What to do →
A) According to the article on MTN Group's plan for MTN Nigeria, what percentage of its MTN Nigeria shareholding does MTN Group intend to sell to indigenous investors?
B) Continue the article on MTN Group's plan to sell part of its MTN Nigeria stake, picking up right after its last sentence.

Document excerpt →
★ ★ ★ ★ ★ ★ ★

MTN Group has reiterated its commitment to offload 15% of its shareholding in MTN Nigeria to indigenous investors in phases amidst the disruption of stock market activities by the COVID-19 outbreak.
The move comes almost a year after MTN listed the unit on the county’s stock exchange, valuing the business at $5 billion at the time.
Its proposed sale in Nigeria is part of a broader three-to-five-year plan to dispose $1.4 billion-worth of assets, which could be put on the fence for now, added Mupita.
The carrier’s Chief Financial Officer, Ralph Mupita, who disclosed this in a recent interview with Bloomberg, said the reverberations of the coronavirus outbreak in the international financial markets did not diminish the imperative of selling part of MTN’s stake.
“In Nigeria, we still want to do part of our retail offer, even if it’s a smaller part of the total planned sale. We are applying our minds to doing this at the moment.”
Mupita said the company, naturally, had no visibility on how it could all play out, but pointed to strong cash generation for its pre-paid contracts business and a resilient balance sheet.

★ ★ ★ ★ ★ ★ ★

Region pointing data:
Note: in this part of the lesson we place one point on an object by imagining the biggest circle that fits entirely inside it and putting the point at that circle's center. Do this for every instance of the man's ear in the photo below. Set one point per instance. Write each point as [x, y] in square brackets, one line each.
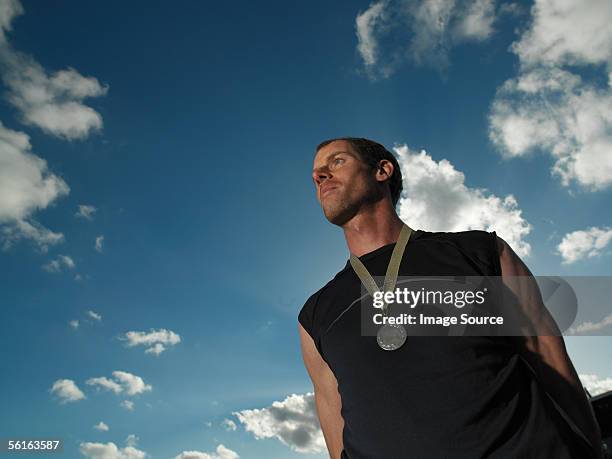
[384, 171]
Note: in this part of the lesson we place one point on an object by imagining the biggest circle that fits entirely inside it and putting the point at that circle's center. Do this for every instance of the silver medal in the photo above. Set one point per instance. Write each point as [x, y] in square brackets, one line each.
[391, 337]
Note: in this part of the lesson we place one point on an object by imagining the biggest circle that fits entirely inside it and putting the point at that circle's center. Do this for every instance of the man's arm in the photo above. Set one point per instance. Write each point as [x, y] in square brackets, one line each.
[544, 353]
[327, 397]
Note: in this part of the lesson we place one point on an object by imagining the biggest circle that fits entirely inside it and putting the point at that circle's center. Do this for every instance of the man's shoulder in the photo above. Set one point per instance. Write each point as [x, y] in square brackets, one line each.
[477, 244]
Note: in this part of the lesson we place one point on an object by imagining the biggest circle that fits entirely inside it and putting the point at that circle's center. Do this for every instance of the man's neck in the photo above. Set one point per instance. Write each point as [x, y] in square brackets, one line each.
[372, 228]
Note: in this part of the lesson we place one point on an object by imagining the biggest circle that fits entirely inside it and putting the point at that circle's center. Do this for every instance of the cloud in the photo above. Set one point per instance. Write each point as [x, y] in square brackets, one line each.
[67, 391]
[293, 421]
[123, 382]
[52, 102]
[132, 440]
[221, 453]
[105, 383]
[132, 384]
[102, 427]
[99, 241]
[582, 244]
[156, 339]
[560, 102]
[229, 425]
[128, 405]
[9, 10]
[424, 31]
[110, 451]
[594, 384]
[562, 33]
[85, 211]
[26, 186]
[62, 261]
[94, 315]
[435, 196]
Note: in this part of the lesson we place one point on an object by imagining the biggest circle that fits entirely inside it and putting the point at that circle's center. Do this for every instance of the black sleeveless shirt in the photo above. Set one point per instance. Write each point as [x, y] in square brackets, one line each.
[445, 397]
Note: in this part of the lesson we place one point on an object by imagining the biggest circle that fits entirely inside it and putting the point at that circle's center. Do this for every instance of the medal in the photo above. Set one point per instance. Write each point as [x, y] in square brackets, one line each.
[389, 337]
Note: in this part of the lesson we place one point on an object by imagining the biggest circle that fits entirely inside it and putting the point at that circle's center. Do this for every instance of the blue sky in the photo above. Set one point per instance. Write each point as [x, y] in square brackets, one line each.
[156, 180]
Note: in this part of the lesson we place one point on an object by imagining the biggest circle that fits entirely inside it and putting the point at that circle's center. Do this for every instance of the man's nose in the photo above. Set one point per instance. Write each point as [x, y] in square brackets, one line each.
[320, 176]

★ ★ ★ ★ ★ ★ ★

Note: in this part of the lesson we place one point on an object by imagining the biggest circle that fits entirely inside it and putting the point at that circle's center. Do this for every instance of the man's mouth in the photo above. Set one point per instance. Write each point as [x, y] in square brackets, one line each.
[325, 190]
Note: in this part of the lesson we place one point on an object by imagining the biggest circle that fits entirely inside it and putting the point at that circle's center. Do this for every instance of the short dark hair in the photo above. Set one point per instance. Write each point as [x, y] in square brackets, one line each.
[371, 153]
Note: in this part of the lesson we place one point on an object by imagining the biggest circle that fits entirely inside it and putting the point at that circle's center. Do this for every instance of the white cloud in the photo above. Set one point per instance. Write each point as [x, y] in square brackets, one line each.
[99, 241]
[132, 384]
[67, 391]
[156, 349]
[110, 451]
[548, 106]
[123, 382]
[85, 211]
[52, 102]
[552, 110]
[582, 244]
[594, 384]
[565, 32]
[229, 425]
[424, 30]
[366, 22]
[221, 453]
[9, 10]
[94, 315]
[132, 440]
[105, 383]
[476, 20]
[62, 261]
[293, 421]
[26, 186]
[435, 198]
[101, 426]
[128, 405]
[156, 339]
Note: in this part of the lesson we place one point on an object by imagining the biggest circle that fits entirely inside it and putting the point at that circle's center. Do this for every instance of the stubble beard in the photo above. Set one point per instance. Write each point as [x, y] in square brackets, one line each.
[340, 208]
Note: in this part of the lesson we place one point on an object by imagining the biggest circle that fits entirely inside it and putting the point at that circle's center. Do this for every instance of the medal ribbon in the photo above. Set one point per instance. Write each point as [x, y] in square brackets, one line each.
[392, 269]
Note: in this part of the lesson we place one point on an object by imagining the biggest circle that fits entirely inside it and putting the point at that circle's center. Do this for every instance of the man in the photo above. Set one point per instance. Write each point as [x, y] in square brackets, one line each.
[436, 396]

★ ★ ★ ★ ★ ★ ★

Responses for each task →
A) 15%

B)
He also told Bloomberg the company was preparing for a larger increase in data usage as more markets go into lockdown.
“We want to make sure that our networks have resilience and capacity,” he said. “We are looking at where we can drive broader coverage.”
The telco, currently Nigeria’s second biggest publicly quoted company by market capitalisation, is offloading part of its shares in its Nigerian operations after frequently coming head-to-head with the Nigerian Government over tax evasion and regulatory bottlenecks with potential fines coming to about $15 billion in just five years.
Since debuting on the Nigerian Stock Exchange last May, MTNN stock has been at the mercy of negative market sentiments, slumping to its listing price of N90 yesterday after almost eleven months of listing.
The South-Africa based Africa’s biggest wireless operator which holds 79% state in its subsidiary operations in Nigeria, made one third of its income and nearly 40% of profit before interest, taxes from Nigeria in 2019.